(Dataset records)
"""

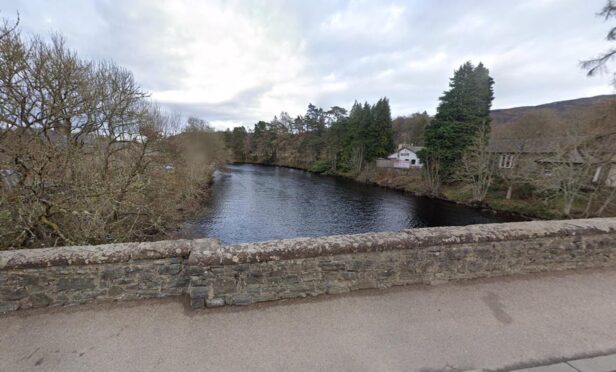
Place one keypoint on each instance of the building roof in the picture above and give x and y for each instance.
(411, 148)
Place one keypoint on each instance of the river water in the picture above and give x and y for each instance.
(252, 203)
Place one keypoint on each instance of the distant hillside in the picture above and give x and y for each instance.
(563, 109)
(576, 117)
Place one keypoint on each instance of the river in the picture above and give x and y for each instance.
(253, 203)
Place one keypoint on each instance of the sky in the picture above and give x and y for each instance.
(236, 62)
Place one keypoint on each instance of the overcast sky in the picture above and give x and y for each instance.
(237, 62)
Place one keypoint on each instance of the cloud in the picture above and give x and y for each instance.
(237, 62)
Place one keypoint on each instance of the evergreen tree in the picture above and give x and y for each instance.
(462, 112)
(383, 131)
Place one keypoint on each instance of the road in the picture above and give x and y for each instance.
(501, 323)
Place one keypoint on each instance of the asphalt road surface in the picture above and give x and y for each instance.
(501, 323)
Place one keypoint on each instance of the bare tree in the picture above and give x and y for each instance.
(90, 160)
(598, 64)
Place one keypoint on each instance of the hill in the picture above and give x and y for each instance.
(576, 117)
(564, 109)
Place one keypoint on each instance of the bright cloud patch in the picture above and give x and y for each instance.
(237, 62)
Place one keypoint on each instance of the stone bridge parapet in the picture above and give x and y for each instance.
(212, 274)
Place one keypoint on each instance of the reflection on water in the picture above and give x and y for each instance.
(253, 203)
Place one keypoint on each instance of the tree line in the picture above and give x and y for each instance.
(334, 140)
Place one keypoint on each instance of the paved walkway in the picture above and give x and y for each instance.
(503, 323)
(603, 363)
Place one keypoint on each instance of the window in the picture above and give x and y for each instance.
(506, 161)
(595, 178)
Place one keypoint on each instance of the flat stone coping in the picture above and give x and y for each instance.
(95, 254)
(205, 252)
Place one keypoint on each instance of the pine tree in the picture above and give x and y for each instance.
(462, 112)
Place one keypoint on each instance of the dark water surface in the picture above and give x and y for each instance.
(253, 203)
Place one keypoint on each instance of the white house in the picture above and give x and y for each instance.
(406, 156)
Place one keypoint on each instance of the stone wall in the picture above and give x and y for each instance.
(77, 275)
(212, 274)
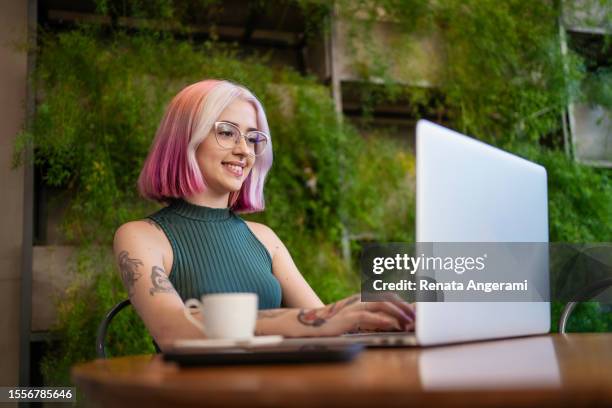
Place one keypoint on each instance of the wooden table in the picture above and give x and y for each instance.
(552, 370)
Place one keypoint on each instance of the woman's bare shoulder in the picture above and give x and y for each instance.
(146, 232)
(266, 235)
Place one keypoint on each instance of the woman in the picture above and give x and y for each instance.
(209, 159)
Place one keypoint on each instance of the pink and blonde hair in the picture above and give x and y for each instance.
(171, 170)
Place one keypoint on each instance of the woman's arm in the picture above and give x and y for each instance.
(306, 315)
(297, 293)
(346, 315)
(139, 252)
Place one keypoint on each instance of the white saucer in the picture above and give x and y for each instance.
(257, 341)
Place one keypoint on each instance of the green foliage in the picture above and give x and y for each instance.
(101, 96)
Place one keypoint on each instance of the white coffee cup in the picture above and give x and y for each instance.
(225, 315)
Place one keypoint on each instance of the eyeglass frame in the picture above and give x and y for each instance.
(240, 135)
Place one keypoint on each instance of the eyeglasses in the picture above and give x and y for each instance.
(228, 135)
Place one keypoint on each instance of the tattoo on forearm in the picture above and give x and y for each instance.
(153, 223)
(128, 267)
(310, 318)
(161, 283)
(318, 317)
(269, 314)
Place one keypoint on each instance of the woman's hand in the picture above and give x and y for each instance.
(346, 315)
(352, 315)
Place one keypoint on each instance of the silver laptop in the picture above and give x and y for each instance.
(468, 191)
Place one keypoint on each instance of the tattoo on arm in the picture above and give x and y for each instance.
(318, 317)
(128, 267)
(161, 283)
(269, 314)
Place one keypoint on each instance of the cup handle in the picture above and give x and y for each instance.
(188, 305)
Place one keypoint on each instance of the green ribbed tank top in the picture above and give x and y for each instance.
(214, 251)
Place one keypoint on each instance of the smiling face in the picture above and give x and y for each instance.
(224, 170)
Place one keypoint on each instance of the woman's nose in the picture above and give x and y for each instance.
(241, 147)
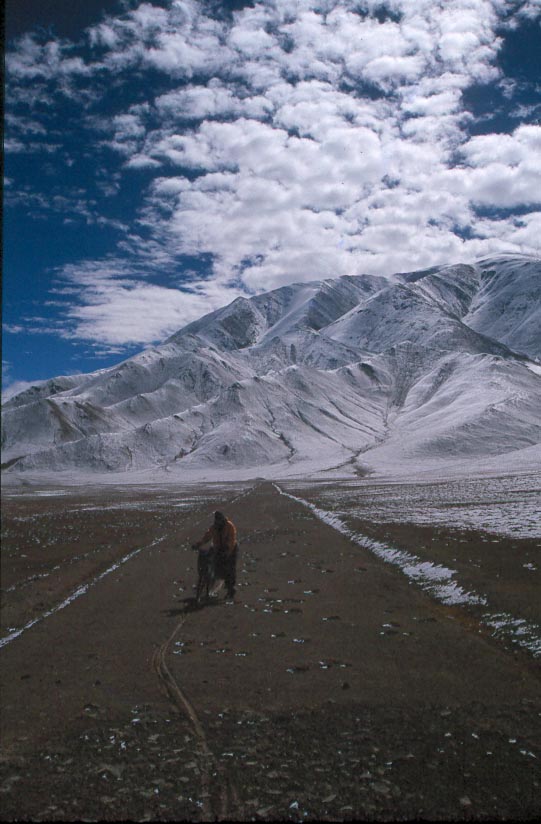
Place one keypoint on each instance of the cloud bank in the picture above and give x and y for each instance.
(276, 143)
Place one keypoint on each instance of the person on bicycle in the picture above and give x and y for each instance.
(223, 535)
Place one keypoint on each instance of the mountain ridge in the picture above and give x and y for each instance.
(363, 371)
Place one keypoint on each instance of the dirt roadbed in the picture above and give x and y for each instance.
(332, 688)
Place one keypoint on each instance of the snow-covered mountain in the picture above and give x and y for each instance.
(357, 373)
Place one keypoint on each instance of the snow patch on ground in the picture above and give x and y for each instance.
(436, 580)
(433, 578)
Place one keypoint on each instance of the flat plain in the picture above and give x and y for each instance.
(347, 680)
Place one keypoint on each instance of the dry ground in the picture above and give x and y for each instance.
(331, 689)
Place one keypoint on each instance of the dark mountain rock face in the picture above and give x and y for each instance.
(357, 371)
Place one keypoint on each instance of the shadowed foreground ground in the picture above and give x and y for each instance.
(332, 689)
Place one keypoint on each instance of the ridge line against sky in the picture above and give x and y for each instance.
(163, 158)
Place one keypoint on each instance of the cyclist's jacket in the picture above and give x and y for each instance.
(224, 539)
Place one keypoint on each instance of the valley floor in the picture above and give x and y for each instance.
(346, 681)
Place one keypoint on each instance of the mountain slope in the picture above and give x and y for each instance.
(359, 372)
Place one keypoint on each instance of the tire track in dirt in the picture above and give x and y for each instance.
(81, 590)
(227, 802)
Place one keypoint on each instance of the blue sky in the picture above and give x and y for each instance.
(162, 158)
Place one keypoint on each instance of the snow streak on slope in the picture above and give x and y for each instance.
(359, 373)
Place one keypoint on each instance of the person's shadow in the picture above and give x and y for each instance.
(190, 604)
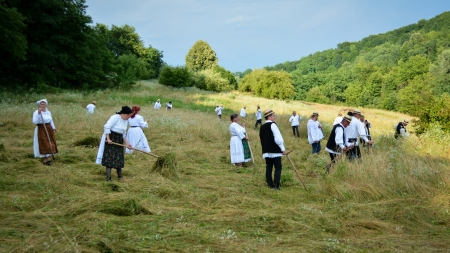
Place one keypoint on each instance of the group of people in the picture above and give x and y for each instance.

"""

**Exercise description:** Copy out all the records exactly, excluding pictures.

**Answer for this exercise:**
Place one keypoint on each instance of the building roof in the picture above and give x and y for each instance.
(411, 148)
Place one keypoint on each instance of the river water in the picture above and give x and y for each instance.
(252, 203)
Place one keypoint on each instance of the distant hillside in the picture above and give x and y for each instance.
(563, 109)
(576, 117)
Place one keypoint on each instance of the river in the picture above and give x and y for each instance.
(253, 203)
Place one keypoint on each instance of the sky in the picture above and give x and y for each instance.
(236, 62)
Place one keypoint on each instance of the overcast sky in the picture above and give x and y for each instance.
(237, 62)
Place one keypoint on each instance of the cloud in the picture above and give x and y for each instance.
(237, 62)
Place one keypoint on each instance of the evergreen tree in the picture above and give x and y for each instance.
(462, 112)
(383, 131)
Place one keypoint on each instance of the road in the picture above and give x and y for each instance.
(501, 323)
Place one keypoint on each instance of the asphalt road surface in the picture above and give x and y for each instance.
(501, 323)
Place one keypoint on each instance of the bare tree in the picture above and give x and y for each instance.
(90, 160)
(598, 64)
Place one keypoint on each instance of the hill in the picture above and give x and y for each instance.
(576, 117)
(564, 109)
Place one keypoint on each instance of the bright cloud patch in the picture above and give x and y for each instance.
(237, 62)
Place one keypoint on each instance of the stone bridge parapet in the picture above and give x and y for each instance.
(212, 274)
Place one keypoint on each instance of the reflection on water in the picture above and give x and y for each instance.
(253, 203)
Place one keypoint on each instance of the tree line in the picture above and give x and y for each instance.
(334, 140)
Place one keypoint on each instance of the paved walkway in the picture above and give x and y for each instance.
(503, 323)
(603, 363)
Place one keypoint on each instance of the window in the picture above and give x and y for each instance.
(506, 161)
(595, 178)
Place one keypoint on each instance of the flat stone coping in the picture above and give x and y for each instance.
(95, 254)
(205, 252)
Place one keypoint on each instance of the pine tree in the picture above and give x and y for each instance.
(462, 112)
Place one keypoint on each instance of the dark water surface in the picture above and give x and y for each instance.
(253, 203)
Place one keypoint on each instance of the white house in the picture above and give x and y for each instance.
(406, 156)
Place one keypoint on each instance of the stone wall in the picture above and give x and y for each instance.
(77, 275)
(212, 274)
Place one keypoint on each instance of the wooden table in the picture above and give x and y for each instance.
(552, 370)
Place one keypoint on each instance of the woman's bare shoulder in the picture above and give x and y for each instance.
(146, 232)
(266, 235)
Place one keypoint on each instance of the woman in the picture above and give x and y for each instance.
(209, 159)
Place one keypoint on each instance of the pink and blonde hair in the picture above and give x and y for each instance.
(171, 170)
Place one keypoint on each instance of the woman's arm in the picture above and give x and y for each instance.
(306, 315)
(297, 293)
(346, 315)
(139, 252)
Place one keypoint on each instance of the white saucer in the picture above and give x and y for each instance.
(257, 341)
Place one keypoint on each instance of the green foliage in the picture above and give x and y for each instance.
(101, 96)
Place one keypoint on each instance of the white coffee cup in the picture above and give x and y for each instance.
(225, 315)
Place one keypoint on each instance of the eyeglass frame in the picture above and give x and y for each instance.
(240, 135)
Place one keypoint on each instance of the eyeglasses in the picture above and give x and y for each instance.
(228, 135)
Place one keypoint on each instance of the tattoo on forearm in the picture above and give x and y for each instance.
(153, 223)
(128, 267)
(310, 318)
(161, 283)
(318, 317)
(269, 314)
Place one keypoint on each instance of the woman's hand in the picture above and give x and y for each instance.
(346, 315)
(352, 315)
Place one keypoint on each instance of the silver laptop in the picture above and give x and y for each instance.
(468, 191)
Place one keypoint on each instance of the tattoo on arm in the picture above and give x and y for each instance.
(318, 317)
(128, 267)
(161, 283)
(269, 314)
Place one keypoint on each instance of the cup handle in the picture above and give x and y for each instance.
(188, 305)
Place one keypoint on each instance of the green ribbed tank top in the picture above and give x and y for each instance.
(214, 251)
Place one keypoint on each instance of the smiling face in the picture above and give x and y for each instance.
(224, 170)
Place one keypoint on each instance of the woman's nose in the picture above and give x and y for each instance.
(241, 147)
Place one keypoint on each instance of the cloud bank in the picture above and give x and y for each instance.
(276, 143)
Place one keypoint on each instance of the person on bicycle in the picture above and give x and y for each instance.
(223, 535)
Place one keypoint on each instance of the mountain ridge in the picture above and give x and y for each instance.
(363, 371)
Place one keypoint on each instance of the dirt roadbed in the picture above and give x and y for each instance.
(332, 688)
Place one keypoint on each instance of the snow-covered mountain in the picture above and give x and y for each instance.
(357, 373)
Place one keypoint on each instance of the snow patch on ground in the picture above and give x and y for each instance.
(436, 580)
(433, 578)
Place one keypoint on each instance of the flat plain in the picture above and give x and y for each instance.
(347, 680)
Place one keypoint on each instance of the dry ground in the picture above and give x and y for each instance.
(331, 689)
Place one keypoint on each instance of the dark mountain rock face in the picture above and give x and y for each instance.
(357, 371)
Place one keypoint on each instance of the shadowed foreground ground in the picture above and give x and y for each instance.
(332, 689)
Place one keypoint on each instance of the ridge line against sky in the picture above and give x and y for each instance.
(163, 158)
Place one keypoint on each instance of the cyclist's jacket in the picture above and give x and y for each instance.
(224, 539)
Place one keypoint on each instance of the valley floor in the picture above and give x and y for each instance.
(346, 681)
Place one keypoint on each instance of the mountain slope in the picture above and give x and y for each instance.
(359, 372)
Place one keypoint on each instance of the tire track in dirt in the picture above and give x and y for each instance.
(81, 590)
(227, 802)
Place one keypoint on each instance of the blue sky in the picture above and give x and y for each instance.
(162, 158)
Place one keypoint on each instance of the snow streak on slope in the picture above and give x and y for each instance.
(359, 373)
Place one keypoint on each instance of the person's shadow in the picture above and give x and y for each instance.
(190, 604)
Place one keypoint on each instance of the group of people in the picture above and give x and y for each instance.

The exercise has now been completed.